▶ [WHAT YOU SHOULD DO] From first line to last, retype the data exactly.

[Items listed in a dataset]
----------------
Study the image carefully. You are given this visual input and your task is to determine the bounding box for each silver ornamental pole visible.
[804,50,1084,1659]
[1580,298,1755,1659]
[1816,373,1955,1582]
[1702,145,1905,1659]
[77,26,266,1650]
----------------
▶ [TASK RESPONSE]
Study the image carefully. You are given this visual input and your task is to determine the bounding box for each silver ornamental pole visible.
[804,50,1084,1659]
[1580,298,1755,1659]
[1816,373,1955,1582]
[1702,145,1905,1659]
[77,26,266,1650]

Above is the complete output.